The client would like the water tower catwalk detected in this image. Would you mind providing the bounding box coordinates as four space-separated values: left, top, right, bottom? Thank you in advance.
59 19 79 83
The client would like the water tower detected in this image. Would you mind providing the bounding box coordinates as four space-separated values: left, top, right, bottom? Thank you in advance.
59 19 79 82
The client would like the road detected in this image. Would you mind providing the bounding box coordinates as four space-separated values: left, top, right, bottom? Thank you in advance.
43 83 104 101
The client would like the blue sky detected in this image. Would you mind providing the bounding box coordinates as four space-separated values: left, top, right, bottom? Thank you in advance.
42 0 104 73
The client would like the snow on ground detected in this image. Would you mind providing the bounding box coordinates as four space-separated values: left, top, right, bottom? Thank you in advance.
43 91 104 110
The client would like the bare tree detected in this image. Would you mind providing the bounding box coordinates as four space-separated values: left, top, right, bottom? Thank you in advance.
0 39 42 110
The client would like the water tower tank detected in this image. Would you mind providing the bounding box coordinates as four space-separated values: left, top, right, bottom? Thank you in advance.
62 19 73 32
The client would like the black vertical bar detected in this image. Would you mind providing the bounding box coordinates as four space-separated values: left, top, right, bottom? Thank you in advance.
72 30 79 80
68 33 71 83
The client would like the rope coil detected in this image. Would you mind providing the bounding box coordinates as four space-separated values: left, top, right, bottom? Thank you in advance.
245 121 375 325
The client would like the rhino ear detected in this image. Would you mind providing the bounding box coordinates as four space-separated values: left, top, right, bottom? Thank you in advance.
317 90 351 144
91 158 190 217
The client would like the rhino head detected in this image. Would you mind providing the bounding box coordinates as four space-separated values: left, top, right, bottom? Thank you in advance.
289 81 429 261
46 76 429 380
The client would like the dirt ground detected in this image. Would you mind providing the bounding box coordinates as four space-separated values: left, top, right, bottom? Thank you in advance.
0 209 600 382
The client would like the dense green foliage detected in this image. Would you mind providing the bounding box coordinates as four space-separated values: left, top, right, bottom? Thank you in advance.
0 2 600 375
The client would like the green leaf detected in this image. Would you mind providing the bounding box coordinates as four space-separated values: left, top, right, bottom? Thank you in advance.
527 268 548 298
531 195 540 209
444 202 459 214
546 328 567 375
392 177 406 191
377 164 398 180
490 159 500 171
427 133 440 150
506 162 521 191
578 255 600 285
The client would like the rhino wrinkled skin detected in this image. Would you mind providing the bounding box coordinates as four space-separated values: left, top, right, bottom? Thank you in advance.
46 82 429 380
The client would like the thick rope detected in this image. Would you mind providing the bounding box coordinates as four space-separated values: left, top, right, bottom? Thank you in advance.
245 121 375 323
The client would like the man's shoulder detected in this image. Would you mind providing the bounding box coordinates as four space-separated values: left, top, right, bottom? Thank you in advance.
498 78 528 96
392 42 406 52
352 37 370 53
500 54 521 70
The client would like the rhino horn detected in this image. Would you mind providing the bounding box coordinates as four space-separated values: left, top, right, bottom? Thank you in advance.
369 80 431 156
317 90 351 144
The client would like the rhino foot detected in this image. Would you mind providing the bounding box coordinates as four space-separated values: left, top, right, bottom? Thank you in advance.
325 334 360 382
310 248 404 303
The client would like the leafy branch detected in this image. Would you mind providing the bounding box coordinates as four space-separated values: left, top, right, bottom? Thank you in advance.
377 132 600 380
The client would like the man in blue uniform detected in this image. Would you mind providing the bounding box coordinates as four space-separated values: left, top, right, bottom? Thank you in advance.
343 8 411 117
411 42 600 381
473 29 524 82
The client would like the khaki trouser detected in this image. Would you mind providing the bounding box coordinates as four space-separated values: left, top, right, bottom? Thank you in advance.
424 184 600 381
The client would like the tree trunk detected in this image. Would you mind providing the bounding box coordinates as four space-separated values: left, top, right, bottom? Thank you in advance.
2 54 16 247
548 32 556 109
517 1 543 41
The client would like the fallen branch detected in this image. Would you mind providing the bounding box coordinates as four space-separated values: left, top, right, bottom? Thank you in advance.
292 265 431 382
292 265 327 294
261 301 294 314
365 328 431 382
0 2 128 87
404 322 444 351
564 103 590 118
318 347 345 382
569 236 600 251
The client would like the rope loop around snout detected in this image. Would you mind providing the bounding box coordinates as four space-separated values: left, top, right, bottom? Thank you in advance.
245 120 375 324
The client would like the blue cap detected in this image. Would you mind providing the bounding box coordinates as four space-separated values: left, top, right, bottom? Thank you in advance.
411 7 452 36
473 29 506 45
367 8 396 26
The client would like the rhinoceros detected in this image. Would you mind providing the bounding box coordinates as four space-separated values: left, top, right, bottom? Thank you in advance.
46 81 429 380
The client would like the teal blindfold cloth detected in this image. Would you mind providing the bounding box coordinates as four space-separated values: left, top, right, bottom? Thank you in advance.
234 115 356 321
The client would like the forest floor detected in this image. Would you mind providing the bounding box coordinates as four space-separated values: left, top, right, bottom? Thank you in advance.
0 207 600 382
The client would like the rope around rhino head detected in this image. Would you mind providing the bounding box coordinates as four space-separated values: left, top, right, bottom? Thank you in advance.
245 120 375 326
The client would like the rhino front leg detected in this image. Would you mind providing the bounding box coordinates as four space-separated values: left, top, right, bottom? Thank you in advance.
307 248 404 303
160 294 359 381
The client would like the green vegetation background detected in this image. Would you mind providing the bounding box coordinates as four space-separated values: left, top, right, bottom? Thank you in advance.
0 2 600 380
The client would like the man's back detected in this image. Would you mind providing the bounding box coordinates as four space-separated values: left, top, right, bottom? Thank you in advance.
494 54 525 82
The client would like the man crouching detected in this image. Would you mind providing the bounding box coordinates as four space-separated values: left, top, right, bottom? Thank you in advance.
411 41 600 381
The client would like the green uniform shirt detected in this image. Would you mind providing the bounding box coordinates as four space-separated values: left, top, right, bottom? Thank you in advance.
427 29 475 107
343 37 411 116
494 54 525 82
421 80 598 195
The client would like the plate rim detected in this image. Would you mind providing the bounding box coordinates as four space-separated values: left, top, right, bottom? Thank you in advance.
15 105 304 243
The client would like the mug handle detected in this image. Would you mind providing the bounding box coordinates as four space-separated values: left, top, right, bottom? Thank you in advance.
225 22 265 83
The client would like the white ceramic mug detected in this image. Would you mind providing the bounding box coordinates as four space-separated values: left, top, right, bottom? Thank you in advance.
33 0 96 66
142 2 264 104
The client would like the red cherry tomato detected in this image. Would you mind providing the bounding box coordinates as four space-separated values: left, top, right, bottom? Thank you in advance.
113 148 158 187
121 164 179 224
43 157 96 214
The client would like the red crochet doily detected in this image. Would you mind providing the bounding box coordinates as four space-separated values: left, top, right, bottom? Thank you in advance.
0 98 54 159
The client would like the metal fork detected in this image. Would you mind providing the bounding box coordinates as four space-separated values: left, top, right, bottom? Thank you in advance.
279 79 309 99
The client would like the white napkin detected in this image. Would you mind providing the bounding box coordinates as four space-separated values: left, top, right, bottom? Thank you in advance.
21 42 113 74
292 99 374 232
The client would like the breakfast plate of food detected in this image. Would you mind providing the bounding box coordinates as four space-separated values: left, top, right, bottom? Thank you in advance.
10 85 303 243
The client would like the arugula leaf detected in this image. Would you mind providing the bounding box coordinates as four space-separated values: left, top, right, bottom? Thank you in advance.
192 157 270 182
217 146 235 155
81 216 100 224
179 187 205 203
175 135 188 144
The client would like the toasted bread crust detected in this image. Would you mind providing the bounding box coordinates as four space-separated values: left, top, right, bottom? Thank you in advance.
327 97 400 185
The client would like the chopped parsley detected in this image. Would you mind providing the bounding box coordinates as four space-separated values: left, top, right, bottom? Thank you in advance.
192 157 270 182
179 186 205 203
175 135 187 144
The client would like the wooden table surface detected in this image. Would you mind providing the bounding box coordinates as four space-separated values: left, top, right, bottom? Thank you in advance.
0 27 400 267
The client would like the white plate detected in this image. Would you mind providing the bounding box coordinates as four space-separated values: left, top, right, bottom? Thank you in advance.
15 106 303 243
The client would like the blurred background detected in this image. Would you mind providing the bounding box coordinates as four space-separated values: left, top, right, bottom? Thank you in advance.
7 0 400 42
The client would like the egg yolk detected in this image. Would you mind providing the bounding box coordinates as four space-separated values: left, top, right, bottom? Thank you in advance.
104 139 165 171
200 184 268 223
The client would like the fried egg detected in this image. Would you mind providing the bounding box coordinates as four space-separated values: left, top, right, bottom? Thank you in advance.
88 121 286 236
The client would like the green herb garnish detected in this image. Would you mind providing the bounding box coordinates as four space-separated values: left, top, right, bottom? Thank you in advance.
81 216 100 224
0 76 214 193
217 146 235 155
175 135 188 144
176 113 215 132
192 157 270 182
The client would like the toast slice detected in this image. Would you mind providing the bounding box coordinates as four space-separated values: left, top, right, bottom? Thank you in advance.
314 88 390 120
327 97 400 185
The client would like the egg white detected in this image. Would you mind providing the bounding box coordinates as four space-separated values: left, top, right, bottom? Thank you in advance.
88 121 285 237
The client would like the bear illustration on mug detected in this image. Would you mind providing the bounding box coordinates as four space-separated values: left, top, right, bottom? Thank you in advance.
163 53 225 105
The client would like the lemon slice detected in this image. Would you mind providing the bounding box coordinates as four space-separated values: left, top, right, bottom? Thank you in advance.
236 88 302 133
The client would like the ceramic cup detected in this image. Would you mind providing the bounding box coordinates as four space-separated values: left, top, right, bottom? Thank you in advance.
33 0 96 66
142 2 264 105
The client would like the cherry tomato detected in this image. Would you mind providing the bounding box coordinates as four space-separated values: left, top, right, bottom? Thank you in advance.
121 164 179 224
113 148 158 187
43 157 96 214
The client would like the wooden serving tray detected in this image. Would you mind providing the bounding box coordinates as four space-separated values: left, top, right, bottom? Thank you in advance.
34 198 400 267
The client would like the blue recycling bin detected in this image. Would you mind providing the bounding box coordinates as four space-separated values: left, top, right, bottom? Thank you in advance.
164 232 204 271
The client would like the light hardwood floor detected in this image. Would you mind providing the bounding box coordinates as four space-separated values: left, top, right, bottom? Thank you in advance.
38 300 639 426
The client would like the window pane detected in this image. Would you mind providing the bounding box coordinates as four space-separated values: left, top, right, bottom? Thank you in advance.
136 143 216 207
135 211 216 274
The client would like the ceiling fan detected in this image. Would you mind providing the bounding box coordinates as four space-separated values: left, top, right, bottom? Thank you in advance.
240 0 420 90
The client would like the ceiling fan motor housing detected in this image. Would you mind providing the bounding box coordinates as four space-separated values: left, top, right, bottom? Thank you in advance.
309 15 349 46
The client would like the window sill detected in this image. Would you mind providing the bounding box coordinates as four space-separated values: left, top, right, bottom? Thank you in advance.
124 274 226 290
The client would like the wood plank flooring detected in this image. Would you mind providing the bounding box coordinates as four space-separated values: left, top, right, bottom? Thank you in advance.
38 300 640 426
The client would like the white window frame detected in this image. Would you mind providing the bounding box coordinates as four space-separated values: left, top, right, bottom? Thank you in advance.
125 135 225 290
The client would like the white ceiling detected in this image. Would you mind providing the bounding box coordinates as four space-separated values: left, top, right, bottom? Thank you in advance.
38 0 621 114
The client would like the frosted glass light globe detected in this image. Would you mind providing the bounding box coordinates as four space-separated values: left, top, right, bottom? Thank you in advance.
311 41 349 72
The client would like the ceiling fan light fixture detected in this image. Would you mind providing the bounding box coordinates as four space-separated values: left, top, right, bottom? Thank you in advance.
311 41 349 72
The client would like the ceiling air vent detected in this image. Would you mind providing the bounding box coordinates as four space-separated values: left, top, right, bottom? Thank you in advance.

━━━━━━━━━━━━━━━━━━━━

Problem to solve: Give everything in the listing from the line containing "The client would like the ceramic" down through the line containing "34 198 400 267" as a two-column CSV headed instruction and coordinates. Each line of wording gets its own row, paired with all the coordinate lines that follow it, and each value goes in one quoted field with line breaks turned into spaces.

Result:
instruction,coordinates
"The client would like the ceramic cup detected in this image. Would you mind providing the bounding box coordinates as four space-separated values: left, top, right, bottom? Thank you in advance.","33 0 96 66 142 2 264 105"
"The client would like the cherry tomato detected in this image. Would you mind providing the bounding box coordinates as four space-separated values: left, top, right, bottom? Thank you in advance.","121 164 179 224 113 148 158 187 43 157 96 214"
"The client would like the wooden serving tray detected in this image. Would you mind providing the bounding box coordinates as four space-separated values: left, top, right, bottom? Thank you in advance.","34 198 400 267"